* Exercise prompt
Pull every line holding the word "trunk" from the data below and copy it.

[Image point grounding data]

********

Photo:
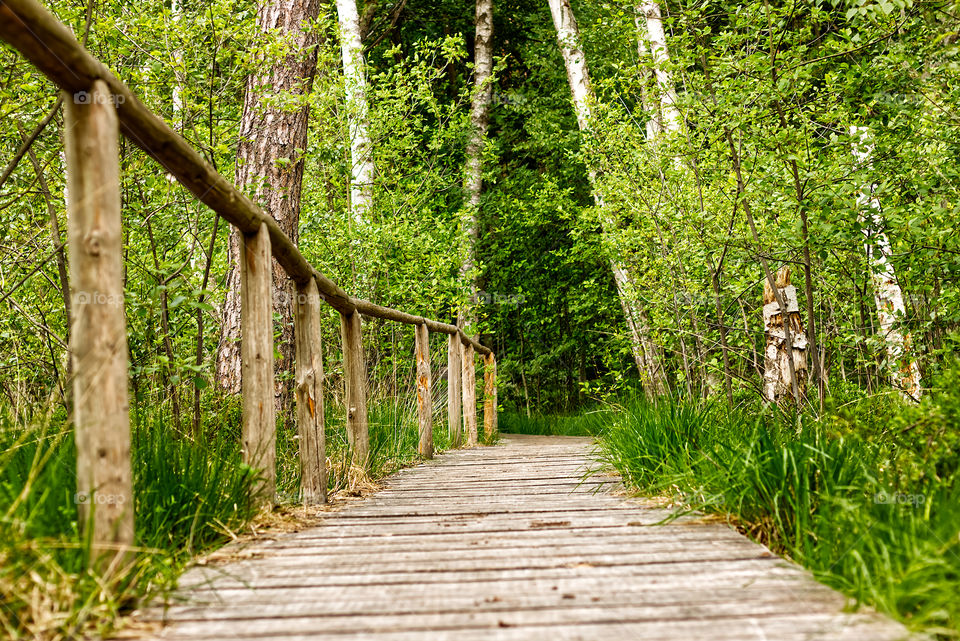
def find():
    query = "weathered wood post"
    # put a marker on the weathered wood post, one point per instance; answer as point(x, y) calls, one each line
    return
point(98, 338)
point(355, 390)
point(424, 390)
point(309, 393)
point(470, 395)
point(454, 389)
point(489, 395)
point(256, 366)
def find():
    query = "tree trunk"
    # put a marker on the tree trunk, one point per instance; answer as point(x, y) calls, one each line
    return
point(479, 118)
point(645, 354)
point(355, 80)
point(270, 169)
point(780, 332)
point(668, 119)
point(901, 361)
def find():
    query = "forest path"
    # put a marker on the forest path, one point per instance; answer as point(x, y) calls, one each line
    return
point(505, 543)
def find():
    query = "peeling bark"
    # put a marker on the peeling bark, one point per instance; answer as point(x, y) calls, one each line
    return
point(645, 353)
point(355, 81)
point(270, 170)
point(901, 360)
point(479, 119)
point(777, 384)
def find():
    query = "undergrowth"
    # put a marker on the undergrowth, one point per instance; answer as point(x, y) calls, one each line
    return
point(866, 496)
point(191, 495)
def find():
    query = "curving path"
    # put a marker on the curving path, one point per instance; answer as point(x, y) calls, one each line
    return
point(510, 543)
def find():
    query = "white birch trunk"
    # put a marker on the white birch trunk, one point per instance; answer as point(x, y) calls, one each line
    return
point(668, 120)
point(479, 118)
point(355, 81)
point(176, 12)
point(645, 354)
point(904, 369)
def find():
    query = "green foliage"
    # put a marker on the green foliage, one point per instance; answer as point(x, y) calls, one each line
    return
point(586, 423)
point(864, 516)
point(189, 497)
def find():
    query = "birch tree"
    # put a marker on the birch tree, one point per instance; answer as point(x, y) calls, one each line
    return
point(904, 370)
point(270, 169)
point(479, 119)
point(355, 81)
point(645, 353)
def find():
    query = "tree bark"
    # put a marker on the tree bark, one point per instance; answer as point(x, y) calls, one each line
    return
point(270, 169)
point(668, 118)
point(454, 390)
point(780, 326)
point(645, 355)
point(479, 119)
point(901, 361)
point(355, 81)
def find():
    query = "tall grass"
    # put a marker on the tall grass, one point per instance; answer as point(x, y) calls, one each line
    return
point(587, 423)
point(862, 513)
point(188, 495)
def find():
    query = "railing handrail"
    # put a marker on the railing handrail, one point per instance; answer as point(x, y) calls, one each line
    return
point(98, 347)
point(53, 49)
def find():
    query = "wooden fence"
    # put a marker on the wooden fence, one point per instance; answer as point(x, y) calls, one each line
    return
point(97, 108)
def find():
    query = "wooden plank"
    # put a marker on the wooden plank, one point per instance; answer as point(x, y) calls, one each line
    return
point(568, 566)
point(424, 391)
point(807, 627)
point(489, 395)
point(259, 423)
point(427, 623)
point(98, 338)
point(309, 393)
point(469, 396)
point(355, 393)
point(454, 427)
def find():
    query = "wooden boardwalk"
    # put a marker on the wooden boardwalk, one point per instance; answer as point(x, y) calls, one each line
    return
point(508, 543)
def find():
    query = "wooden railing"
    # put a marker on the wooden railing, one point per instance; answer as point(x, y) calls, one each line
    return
point(97, 107)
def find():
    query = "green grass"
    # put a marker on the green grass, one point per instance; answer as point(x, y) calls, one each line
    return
point(863, 511)
point(190, 496)
point(588, 423)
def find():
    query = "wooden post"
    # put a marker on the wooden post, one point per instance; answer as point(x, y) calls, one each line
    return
point(470, 395)
point(309, 393)
point(489, 395)
point(98, 338)
point(424, 391)
point(355, 389)
point(453, 390)
point(256, 355)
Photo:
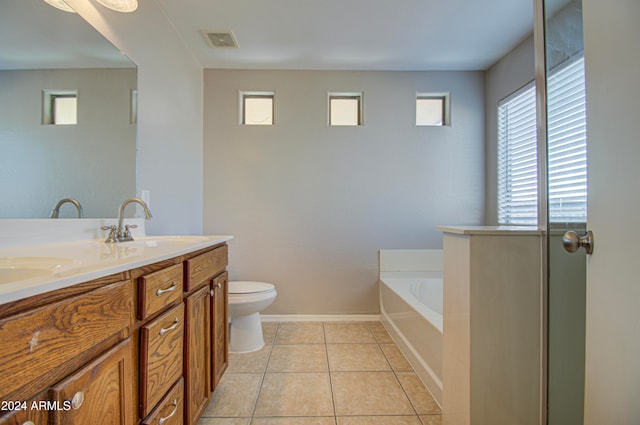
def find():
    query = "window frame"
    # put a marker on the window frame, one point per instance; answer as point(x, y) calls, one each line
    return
point(244, 95)
point(358, 96)
point(445, 112)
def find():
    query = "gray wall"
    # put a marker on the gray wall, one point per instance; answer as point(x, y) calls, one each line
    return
point(310, 205)
point(93, 161)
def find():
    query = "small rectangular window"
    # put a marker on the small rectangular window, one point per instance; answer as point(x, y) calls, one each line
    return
point(60, 107)
point(345, 109)
point(257, 108)
point(432, 110)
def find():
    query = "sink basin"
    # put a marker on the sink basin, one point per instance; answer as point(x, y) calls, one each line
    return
point(14, 269)
point(164, 241)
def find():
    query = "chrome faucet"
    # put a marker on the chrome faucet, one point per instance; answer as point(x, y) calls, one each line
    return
point(56, 210)
point(123, 234)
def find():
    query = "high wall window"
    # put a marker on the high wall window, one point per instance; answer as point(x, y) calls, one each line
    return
point(257, 108)
point(566, 150)
point(345, 109)
point(432, 109)
point(60, 107)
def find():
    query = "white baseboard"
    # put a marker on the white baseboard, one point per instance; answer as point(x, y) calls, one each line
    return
point(319, 318)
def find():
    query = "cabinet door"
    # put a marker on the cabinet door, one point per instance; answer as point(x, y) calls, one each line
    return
point(219, 328)
point(32, 412)
point(99, 393)
point(161, 357)
point(197, 353)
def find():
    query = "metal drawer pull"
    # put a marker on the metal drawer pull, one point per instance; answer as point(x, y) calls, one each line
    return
point(175, 409)
point(172, 327)
point(173, 287)
point(77, 400)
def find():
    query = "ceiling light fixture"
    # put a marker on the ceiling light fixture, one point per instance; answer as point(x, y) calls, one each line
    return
point(60, 4)
point(120, 5)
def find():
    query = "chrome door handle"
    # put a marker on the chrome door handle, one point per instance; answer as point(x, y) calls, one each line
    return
point(571, 241)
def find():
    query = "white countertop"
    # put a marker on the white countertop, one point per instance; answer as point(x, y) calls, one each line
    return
point(491, 230)
point(74, 262)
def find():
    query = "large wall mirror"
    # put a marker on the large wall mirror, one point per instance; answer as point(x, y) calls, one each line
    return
point(48, 56)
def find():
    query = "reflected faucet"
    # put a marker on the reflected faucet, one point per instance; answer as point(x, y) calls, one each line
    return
point(56, 210)
point(123, 234)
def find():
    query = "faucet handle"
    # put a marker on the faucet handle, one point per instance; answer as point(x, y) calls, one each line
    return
point(112, 233)
point(127, 230)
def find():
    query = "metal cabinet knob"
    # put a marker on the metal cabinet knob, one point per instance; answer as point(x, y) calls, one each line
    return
point(77, 400)
point(571, 241)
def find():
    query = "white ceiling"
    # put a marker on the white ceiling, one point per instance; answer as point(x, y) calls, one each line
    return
point(36, 35)
point(288, 34)
point(354, 34)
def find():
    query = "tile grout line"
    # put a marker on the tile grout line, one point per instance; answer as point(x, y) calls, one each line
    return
point(264, 374)
point(333, 399)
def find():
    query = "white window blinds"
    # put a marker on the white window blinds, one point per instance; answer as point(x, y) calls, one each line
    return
point(517, 166)
point(567, 151)
point(567, 144)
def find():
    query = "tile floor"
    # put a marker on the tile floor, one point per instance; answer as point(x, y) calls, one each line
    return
point(322, 373)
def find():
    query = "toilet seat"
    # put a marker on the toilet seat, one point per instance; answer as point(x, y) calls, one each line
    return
point(249, 287)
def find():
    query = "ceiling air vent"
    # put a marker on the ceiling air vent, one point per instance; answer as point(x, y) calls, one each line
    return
point(220, 38)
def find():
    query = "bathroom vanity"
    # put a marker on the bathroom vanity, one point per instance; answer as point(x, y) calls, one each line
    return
point(129, 333)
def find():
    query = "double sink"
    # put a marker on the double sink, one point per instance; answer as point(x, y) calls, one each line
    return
point(51, 266)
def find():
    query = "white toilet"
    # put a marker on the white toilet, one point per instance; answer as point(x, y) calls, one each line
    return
point(246, 301)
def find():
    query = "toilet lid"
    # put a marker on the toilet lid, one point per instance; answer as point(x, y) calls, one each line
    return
point(249, 287)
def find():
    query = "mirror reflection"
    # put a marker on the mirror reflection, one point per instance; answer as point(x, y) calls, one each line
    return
point(67, 116)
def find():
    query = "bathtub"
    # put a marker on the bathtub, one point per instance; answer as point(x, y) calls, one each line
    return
point(411, 311)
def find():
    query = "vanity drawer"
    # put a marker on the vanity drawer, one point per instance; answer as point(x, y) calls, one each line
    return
point(160, 357)
point(48, 337)
point(205, 266)
point(158, 290)
point(170, 409)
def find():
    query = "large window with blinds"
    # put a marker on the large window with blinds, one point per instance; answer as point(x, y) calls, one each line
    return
point(566, 150)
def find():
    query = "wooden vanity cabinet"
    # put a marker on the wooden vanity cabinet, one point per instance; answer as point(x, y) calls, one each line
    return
point(219, 327)
point(197, 353)
point(206, 343)
point(99, 393)
point(28, 416)
point(73, 352)
point(90, 357)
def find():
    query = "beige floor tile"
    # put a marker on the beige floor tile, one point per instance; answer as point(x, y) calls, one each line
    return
point(295, 394)
point(356, 357)
point(378, 420)
point(298, 358)
point(255, 362)
point(396, 359)
point(295, 421)
point(269, 331)
point(224, 421)
point(345, 333)
point(235, 396)
point(431, 419)
point(300, 333)
point(381, 334)
point(418, 394)
point(368, 393)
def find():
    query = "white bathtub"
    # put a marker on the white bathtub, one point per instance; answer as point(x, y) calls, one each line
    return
point(411, 310)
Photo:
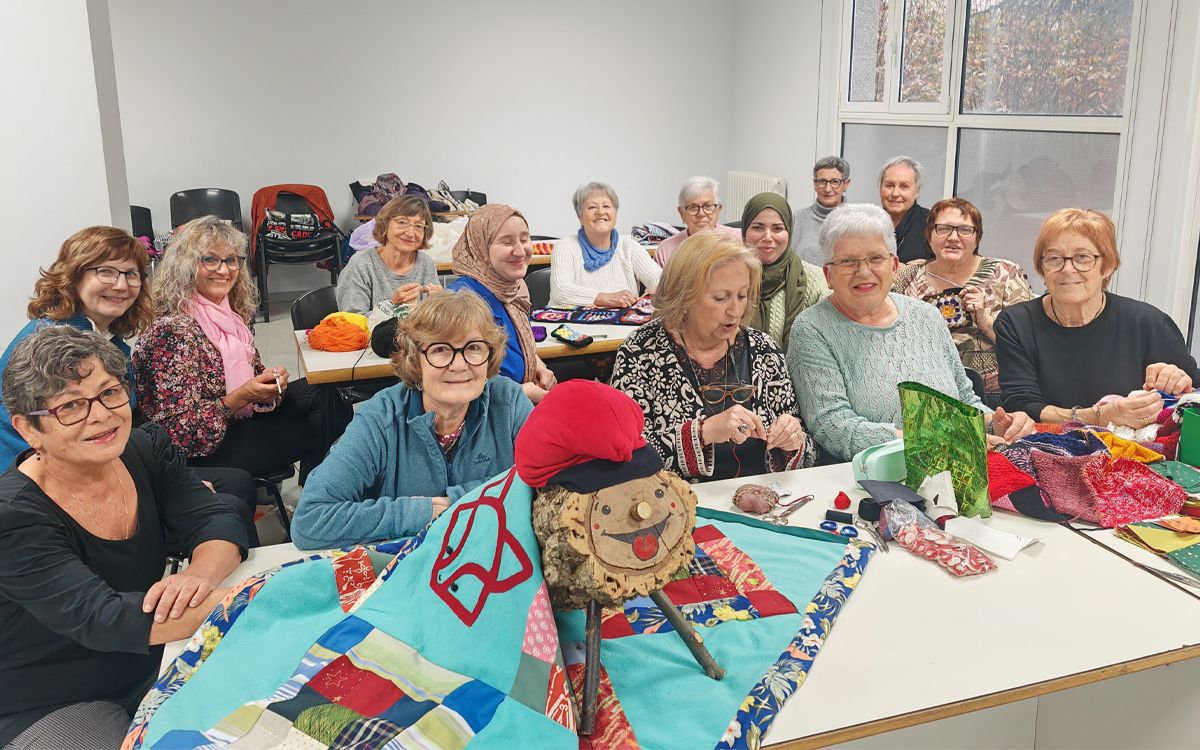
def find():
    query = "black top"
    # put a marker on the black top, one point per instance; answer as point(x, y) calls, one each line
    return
point(71, 621)
point(911, 243)
point(1045, 364)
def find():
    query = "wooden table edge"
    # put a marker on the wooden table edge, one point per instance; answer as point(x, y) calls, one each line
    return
point(991, 700)
point(599, 346)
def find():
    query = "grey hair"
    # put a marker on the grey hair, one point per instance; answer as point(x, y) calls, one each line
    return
point(175, 276)
point(582, 193)
point(48, 360)
point(917, 169)
point(856, 220)
point(832, 162)
point(697, 186)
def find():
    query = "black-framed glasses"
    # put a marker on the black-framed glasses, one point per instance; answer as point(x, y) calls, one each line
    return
point(961, 229)
point(77, 409)
point(109, 275)
point(715, 394)
point(439, 354)
point(211, 263)
point(849, 265)
point(1081, 262)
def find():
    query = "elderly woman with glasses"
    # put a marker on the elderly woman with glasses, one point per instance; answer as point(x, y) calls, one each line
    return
point(201, 377)
point(99, 282)
point(396, 271)
point(715, 394)
point(970, 289)
point(88, 516)
point(700, 208)
point(1083, 353)
point(418, 447)
point(598, 267)
point(851, 349)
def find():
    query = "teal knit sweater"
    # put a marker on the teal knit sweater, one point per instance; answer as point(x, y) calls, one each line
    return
point(846, 373)
point(381, 478)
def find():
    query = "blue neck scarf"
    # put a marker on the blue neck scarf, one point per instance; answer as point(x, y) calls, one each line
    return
point(593, 258)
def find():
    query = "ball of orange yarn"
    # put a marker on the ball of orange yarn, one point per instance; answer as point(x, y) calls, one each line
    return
point(337, 335)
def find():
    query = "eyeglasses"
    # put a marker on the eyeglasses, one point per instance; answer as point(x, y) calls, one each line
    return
point(403, 226)
point(211, 263)
point(109, 275)
point(849, 265)
point(714, 395)
point(77, 409)
point(1081, 262)
point(442, 354)
point(963, 231)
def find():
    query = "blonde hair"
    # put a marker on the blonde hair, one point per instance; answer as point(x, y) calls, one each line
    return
point(689, 270)
point(57, 293)
point(1092, 225)
point(442, 317)
point(175, 275)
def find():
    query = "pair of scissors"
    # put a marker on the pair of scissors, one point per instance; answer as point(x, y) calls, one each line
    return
point(870, 528)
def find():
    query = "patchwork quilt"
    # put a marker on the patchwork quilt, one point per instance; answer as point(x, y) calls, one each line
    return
point(448, 640)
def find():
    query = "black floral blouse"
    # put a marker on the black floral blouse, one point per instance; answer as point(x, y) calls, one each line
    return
point(652, 373)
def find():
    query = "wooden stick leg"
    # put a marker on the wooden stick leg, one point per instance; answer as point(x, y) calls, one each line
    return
point(690, 637)
point(592, 669)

********

* Finished exercise
    query = "tree trunk"
    # put a marker on the tree trunk, one point per instance; answer as point(x, y) calls, one each line
    query = "white birch trunk"
    # put a marker on the white birch trunk, one point per instance; answer as point(x, y) calls, one each line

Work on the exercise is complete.